• _Stored records_:
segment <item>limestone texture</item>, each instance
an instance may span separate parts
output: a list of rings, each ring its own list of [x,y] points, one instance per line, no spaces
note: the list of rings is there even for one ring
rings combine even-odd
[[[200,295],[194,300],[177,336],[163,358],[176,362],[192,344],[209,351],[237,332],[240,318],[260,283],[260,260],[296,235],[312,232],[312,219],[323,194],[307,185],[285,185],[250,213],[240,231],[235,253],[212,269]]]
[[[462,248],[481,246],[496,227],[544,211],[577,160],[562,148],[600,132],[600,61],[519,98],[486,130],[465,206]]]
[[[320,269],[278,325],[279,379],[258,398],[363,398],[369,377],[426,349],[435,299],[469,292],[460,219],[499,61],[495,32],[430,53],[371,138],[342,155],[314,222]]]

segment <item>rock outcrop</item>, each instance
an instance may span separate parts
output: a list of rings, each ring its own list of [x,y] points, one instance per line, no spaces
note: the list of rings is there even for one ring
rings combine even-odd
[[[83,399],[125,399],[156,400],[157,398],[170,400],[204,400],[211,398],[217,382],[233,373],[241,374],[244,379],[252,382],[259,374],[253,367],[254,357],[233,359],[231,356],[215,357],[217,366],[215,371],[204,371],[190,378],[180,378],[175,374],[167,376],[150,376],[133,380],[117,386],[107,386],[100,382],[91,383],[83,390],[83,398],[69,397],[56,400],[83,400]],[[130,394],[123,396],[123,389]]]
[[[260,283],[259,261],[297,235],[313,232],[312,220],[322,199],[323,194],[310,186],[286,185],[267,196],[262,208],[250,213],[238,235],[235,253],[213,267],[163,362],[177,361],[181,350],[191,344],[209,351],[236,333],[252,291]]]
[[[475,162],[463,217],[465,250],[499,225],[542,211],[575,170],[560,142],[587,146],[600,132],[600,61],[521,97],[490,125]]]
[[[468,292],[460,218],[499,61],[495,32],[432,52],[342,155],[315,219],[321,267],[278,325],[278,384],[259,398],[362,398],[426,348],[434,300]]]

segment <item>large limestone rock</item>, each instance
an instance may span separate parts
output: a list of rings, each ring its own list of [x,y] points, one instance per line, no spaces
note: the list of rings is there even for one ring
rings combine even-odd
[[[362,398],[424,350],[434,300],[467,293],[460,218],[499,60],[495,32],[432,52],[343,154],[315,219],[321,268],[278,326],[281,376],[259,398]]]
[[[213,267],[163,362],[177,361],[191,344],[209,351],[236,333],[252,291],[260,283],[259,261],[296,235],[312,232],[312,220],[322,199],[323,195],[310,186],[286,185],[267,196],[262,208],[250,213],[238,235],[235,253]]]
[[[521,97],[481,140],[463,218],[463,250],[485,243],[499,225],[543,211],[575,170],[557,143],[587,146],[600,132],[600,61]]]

• _Problem_: Make a precise copy of the records in their entirety.

• _Reply_:
segment <item>limestone texture</item>, each instance
an instance may span separate parts
output: a list of rings, each ring its own list of [x,y] points, one instance per line, no spaces
note: the list of rings is there even for one ring
rings combine even-odd
[[[200,295],[194,300],[177,336],[163,358],[176,362],[192,344],[209,351],[237,332],[240,318],[260,283],[260,260],[296,235],[312,232],[312,219],[323,194],[307,185],[285,185],[250,213],[240,231],[235,253],[212,269]]]
[[[462,248],[481,246],[496,227],[544,211],[577,160],[562,148],[600,132],[600,61],[519,98],[486,130],[465,206]]]
[[[320,269],[278,325],[279,379],[258,398],[363,398],[369,377],[426,349],[435,299],[469,292],[460,219],[499,61],[495,32],[430,53],[371,138],[342,155],[314,222]]]

segment <item>rock outcrop</item>, each instance
an instance may span separate parts
output: a list of rings, each ring its own list of [x,y] points, one instance per line, no spaces
note: the list of rings is there even for one ring
rings combine even-odd
[[[83,399],[125,399],[156,400],[157,398],[170,400],[204,400],[211,398],[217,382],[233,373],[241,374],[244,379],[252,382],[259,374],[253,367],[254,357],[233,359],[231,356],[215,357],[217,366],[215,371],[204,371],[190,378],[180,378],[175,374],[167,376],[150,376],[133,380],[117,386],[107,386],[100,382],[91,383],[83,390],[83,398],[69,397],[56,400],[83,400]],[[130,394],[123,396],[123,389]]]
[[[260,283],[259,261],[297,235],[313,232],[312,220],[322,199],[323,194],[310,186],[286,185],[267,196],[262,208],[250,213],[238,235],[235,253],[213,267],[163,362],[177,361],[181,350],[191,344],[209,351],[236,333],[252,291]]]
[[[475,162],[463,217],[465,250],[499,225],[542,211],[575,170],[560,142],[587,146],[600,132],[600,61],[521,97],[490,125]]]
[[[468,292],[460,218],[499,61],[495,32],[432,52],[342,155],[315,219],[321,267],[278,325],[278,384],[259,398],[362,398],[426,348],[434,300]]]

segment <item>large limestone rock</item>, each instance
an instance may span separate parts
output: a list of rings, each ring its own list of [x,y] points, one instance per line, no spaces
note: the list of rings is there even for one ring
rings combine even-odd
[[[362,398],[424,350],[434,300],[467,293],[460,218],[499,60],[495,32],[432,52],[343,154],[315,219],[321,268],[278,326],[281,376],[259,398]]]
[[[213,267],[163,362],[177,361],[191,344],[209,351],[236,333],[252,291],[260,283],[259,261],[296,235],[312,232],[312,220],[322,199],[323,195],[310,186],[286,185],[267,196],[262,208],[250,213],[238,235],[235,253]]]
[[[521,97],[481,140],[463,218],[463,250],[485,243],[499,225],[543,211],[575,170],[557,143],[587,146],[600,132],[600,61]]]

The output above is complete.